Extract:

---+---

[Vm-dev] Linux 4.4.7.2357 VM crash under memory pressure

Mon May 21 02:32:04 UTC 2012

On Sun, May 20, 2012 at 08:55:18PM +0200, Bert Freudenberg wrote:
> 
> 
> On 20.05.2012, at 19:35, David T. Lewis wrote:
> 
> > 
> > On Sun, May 20, 2012 at 03:08:20PM +0200, Bert Freudenberg wrote:
> >> 
> >> Hilaire discovered that his newest DrGeo segfaults on the XO-1. It works fine elsewhere, including the XO-1.5, which has pretty much the same OS.
> >> 
> >> We narrowed down the problem to the XO-1 having only 256 MB of RAM and no swap space. I can reproduce the crash in a virtual Ubuntu 12 with 768 MB RAM (!) but no swap. Top reports:
> >> 
> >> Mem:    766204k total,   601588k used,   164616k free,    45624k buffers
> >> Swap:        0k total,        0k used,        0k free,   277024k cached
> >> 
> >> but DrGeo still crashes. Etoys runs fine using the same Squeak VM on the same system (and on XO-1). DrGeo is based on Pharo 1.4, using a closure image. Etoys still is pre-closure. 
> >> 
> > 
> > I recall some recent discussion on the Pharo list about some "strange objects"
> > that had entered the image for a period of time. It was something to do with
> > a mismatch in the number of instance variable slots. The VM crash is happening
> > in a method that is stepping through the fields of an object, so if something
> > was out of whack there it might well lead to problems.
> > 
> > The discussion started here:
> > 
> >  http://lists.gforge.inria.fr/pipermail/pharo-project/2012-May/064539.html
> > 
> > It would be worth checking if the DrGeo image might have this issue, in
> > case those objects might for some reason be interacting badly with the
> > garbage collector.
> > 
> > Dave
> 
> Interesting. However, it's strange that this would manifest only on machines with less memory - shouldn't the VM topple over at the first GC no matter what?

---+---

[Point placement records]
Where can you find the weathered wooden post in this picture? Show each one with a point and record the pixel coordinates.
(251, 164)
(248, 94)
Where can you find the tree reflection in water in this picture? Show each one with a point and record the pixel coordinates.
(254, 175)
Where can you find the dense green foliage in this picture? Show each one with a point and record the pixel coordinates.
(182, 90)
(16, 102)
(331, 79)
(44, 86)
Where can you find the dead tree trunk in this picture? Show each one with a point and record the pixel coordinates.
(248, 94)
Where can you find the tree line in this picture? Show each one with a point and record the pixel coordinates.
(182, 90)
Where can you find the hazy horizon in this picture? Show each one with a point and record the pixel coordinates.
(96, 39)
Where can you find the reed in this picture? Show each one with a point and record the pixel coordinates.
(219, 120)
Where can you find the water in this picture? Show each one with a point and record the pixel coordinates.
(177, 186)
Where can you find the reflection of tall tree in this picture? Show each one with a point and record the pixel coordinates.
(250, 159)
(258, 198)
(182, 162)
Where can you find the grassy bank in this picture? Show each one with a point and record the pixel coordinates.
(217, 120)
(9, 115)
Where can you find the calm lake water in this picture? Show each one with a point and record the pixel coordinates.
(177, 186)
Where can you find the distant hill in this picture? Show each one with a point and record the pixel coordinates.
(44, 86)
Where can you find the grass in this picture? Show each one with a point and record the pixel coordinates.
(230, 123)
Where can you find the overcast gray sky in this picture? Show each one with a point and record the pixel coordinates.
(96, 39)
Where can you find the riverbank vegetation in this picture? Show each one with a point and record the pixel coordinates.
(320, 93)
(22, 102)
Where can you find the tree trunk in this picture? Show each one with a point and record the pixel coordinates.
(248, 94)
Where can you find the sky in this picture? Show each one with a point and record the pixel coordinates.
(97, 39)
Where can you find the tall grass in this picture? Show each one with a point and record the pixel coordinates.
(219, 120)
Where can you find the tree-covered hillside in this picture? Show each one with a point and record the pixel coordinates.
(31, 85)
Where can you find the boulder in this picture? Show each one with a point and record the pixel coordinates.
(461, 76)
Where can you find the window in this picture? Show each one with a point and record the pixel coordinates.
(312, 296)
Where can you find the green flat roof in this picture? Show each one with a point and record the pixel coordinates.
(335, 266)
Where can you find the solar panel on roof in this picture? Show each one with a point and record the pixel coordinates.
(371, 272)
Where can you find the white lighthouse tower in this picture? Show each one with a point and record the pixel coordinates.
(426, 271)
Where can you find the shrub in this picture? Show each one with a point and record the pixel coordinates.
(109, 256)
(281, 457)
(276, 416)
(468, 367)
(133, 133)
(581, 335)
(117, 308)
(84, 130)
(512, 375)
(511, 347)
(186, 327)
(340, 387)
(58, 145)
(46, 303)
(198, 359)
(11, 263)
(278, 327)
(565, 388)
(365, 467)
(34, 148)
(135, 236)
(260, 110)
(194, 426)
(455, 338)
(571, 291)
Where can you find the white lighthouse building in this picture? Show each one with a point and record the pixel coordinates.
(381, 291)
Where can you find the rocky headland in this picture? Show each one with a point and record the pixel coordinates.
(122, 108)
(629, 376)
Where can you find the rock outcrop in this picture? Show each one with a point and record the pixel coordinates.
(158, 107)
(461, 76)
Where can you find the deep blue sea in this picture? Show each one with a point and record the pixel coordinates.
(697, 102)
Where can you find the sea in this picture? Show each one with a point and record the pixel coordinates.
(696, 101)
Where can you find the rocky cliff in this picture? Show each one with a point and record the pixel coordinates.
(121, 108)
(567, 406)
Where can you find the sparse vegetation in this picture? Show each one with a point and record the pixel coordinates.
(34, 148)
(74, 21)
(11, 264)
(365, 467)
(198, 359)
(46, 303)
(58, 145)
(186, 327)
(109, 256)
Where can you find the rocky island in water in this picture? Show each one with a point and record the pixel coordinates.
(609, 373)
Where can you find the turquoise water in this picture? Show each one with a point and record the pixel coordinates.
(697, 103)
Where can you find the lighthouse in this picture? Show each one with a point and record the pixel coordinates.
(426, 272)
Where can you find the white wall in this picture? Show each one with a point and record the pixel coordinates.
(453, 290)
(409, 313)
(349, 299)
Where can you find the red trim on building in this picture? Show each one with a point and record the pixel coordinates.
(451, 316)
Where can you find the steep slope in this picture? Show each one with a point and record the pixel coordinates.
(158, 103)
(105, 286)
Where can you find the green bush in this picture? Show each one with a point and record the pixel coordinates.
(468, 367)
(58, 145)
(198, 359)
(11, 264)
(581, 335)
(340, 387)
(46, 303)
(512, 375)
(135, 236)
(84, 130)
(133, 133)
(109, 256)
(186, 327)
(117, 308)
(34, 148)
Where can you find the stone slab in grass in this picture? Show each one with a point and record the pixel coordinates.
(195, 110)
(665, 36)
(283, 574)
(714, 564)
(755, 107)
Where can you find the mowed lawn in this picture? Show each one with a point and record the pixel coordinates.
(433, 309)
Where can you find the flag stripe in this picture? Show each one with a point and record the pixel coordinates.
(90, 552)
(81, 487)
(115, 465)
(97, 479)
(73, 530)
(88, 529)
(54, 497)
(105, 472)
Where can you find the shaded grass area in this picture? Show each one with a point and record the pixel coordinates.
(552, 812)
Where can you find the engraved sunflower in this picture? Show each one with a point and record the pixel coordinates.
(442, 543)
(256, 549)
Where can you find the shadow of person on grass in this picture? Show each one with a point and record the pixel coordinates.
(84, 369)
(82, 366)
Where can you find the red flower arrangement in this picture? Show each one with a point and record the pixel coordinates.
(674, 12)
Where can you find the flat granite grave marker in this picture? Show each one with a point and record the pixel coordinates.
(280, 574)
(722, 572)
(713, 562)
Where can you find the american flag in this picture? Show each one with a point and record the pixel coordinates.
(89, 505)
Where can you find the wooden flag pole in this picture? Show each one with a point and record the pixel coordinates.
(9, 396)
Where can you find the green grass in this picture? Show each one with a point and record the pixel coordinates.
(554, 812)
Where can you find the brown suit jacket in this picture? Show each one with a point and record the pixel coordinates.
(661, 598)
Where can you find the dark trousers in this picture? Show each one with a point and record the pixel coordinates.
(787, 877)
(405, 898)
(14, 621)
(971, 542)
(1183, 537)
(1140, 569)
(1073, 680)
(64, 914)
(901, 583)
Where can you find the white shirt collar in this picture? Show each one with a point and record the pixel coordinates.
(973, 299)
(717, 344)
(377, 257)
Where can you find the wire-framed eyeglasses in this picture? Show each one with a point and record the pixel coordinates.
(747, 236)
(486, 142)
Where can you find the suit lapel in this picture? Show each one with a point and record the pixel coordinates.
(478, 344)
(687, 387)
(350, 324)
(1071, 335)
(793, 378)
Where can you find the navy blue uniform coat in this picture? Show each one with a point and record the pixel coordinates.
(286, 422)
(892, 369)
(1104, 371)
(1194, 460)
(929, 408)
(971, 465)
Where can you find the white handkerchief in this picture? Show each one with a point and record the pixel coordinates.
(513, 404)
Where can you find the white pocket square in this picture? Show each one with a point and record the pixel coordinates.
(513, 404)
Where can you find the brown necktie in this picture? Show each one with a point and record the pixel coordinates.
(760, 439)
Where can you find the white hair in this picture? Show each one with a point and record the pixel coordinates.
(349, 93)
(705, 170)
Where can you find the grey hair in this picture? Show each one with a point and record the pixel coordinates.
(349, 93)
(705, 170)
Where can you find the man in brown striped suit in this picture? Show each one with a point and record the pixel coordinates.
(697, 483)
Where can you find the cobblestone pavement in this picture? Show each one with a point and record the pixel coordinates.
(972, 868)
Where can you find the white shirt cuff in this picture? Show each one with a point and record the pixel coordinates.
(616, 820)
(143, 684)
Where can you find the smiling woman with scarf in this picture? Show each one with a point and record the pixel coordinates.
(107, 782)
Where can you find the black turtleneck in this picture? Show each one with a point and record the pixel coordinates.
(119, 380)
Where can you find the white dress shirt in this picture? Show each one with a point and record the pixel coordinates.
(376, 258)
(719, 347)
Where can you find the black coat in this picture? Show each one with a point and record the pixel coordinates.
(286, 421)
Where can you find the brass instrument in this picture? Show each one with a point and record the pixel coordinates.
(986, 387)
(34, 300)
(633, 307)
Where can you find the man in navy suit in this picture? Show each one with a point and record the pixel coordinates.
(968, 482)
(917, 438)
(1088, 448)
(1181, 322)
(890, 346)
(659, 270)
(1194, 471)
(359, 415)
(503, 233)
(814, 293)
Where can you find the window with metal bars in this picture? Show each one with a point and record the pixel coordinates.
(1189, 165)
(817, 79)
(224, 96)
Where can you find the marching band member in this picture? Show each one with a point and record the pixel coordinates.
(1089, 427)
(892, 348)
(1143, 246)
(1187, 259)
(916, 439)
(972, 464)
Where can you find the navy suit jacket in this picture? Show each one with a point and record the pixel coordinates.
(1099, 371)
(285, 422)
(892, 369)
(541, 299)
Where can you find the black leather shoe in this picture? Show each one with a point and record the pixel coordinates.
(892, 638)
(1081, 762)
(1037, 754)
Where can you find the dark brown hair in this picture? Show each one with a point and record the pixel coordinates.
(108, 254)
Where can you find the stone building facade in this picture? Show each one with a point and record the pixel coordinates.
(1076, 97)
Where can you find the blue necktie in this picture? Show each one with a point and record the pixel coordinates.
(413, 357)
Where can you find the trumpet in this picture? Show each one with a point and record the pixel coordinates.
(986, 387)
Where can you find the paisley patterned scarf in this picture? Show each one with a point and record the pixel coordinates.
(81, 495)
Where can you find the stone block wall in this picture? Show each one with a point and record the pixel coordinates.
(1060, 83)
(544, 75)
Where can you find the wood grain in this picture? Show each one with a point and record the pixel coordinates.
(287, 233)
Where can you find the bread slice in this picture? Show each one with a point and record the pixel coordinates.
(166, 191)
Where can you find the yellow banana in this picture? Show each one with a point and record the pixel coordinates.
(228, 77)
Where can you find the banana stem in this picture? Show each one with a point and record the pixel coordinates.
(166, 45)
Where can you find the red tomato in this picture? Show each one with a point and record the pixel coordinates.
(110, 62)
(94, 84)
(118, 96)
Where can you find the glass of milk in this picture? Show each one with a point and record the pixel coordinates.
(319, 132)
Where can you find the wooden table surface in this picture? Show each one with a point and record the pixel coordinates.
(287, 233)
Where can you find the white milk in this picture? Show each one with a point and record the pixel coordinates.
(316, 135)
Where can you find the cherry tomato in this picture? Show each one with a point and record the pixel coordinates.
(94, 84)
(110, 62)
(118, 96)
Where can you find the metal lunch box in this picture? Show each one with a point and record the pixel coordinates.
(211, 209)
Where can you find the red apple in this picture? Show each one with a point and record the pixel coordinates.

---+---

Stated problem:
Write out the VM crash thread from "On Sun, May 20, 2012 at 08:55:18PM" to "the same OS.". The listing comes from a separate source, unrelated to the VM crash thread.

Written answer:
On Sun, May 20, 2012 at 08:55:18PM +0200, Bert Freudenberg wrote:
> 
> 
> On 20.05.2012, at 19:35, David T. Lewis wrote:
> 
> > 
> > On Sun, May 20, 2012 at 03:08:20PM +0200, Bert Freudenberg wrote:
> >> 
> >> Hilaire discovered that his newest DrGeo segfaults on the XO-1. It works fine elsewhere, including the XO-1.5, which has pretty much the same OS.